## [SUPPLIED TEXT]
# Unable to login to review area



## copper (Jun 6, 2005)

I want to do a review but am unable to access the protected area. Is this because I just registered? I do know the login and password but it's not being accepted.

copper


----------



## Makai Guy (Jun 6, 2005)

If you have the current TUG Member username and password (same for all users, not what you use individually on the bbs) then it should let you in.  Note both are case sensitive and must be entered in all lower case letters.  If you're doing a copy/paste to enter them, note that any extra spaces carried along at front or back will also prevent them from being recognized.

Since this post relates to TUG rather than US-Central resorts, I'm moving it to TUG General.


----------



## copper (Jun 6, 2005)

Still does not work. Lower case and no spaces.

I do know the login and password unless the password has changed in the last 10 days or so.


----------



## Dave M (Jun 6, 2005)

Although you know the current TUG member password, you entered the old one in your profile when you registered for the new BBS today. If that's the one you are using, it's not the one that's been in effect since last November. 
Also, if you correct the password in your profile, you'll show up in your posts as a TUG Member, not as a Guest - as you currently do.

If you still have problems, you might want to utilize the TUG password help form at this link -  http://www.tug2.net/passwordhelp.htm


----------



## copper (Jun 7, 2005)

Dave M said:
			
		

> Although you know the current TUG member password, you entered the old one in your profile when you registered for the new BBS today. If that's the one you are using, it's not the one that's been in effect since last November.
> Also, if you correct the password in your profile, you'll show up in your posts as a TUG Member, not as a Guest - as you currently do.
> 
> If you still have problems, you might want to utilize the TUG password help form at this link -  http://www.tug2.net/passwordhelp.htm



Hmm... the old 3 letter one worked until just yesterday. I don't remember getting the new one but now that I got it from Bill it appears to be working fine.


----------

## [TASK REQUIREMENTS]
a – In the forum thread, rewrite the paragraph that begins "If you have the current TUG Member username" as a short bulleted list that keeps its main facts.
b – Extract every line of the entries that contains the string "Query".
The forum thread above has no connection to the entries that come after it.

## [INPUT MATERIAL]

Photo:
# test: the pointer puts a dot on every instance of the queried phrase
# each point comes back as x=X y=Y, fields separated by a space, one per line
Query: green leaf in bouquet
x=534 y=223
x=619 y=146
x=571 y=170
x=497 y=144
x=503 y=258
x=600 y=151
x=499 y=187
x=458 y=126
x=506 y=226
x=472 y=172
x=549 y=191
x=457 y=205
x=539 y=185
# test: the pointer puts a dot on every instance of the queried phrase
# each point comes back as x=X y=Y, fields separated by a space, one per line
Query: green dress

==

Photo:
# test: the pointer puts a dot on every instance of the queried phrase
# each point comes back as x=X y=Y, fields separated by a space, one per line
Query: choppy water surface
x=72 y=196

## [TASK-BY-TASK RESULTS]
a –
- The current TUG Member username and password should let you in. These are the same for all users and are not your individual bbs login.
- Both are case sensitive and must be entered entirely in lower case.
- If you copy and paste them, any extra spaces at the front or back will also keep them from being recognized.

b –
Query: green leaf in bouquet
Query: green dress
Query: choppy water surface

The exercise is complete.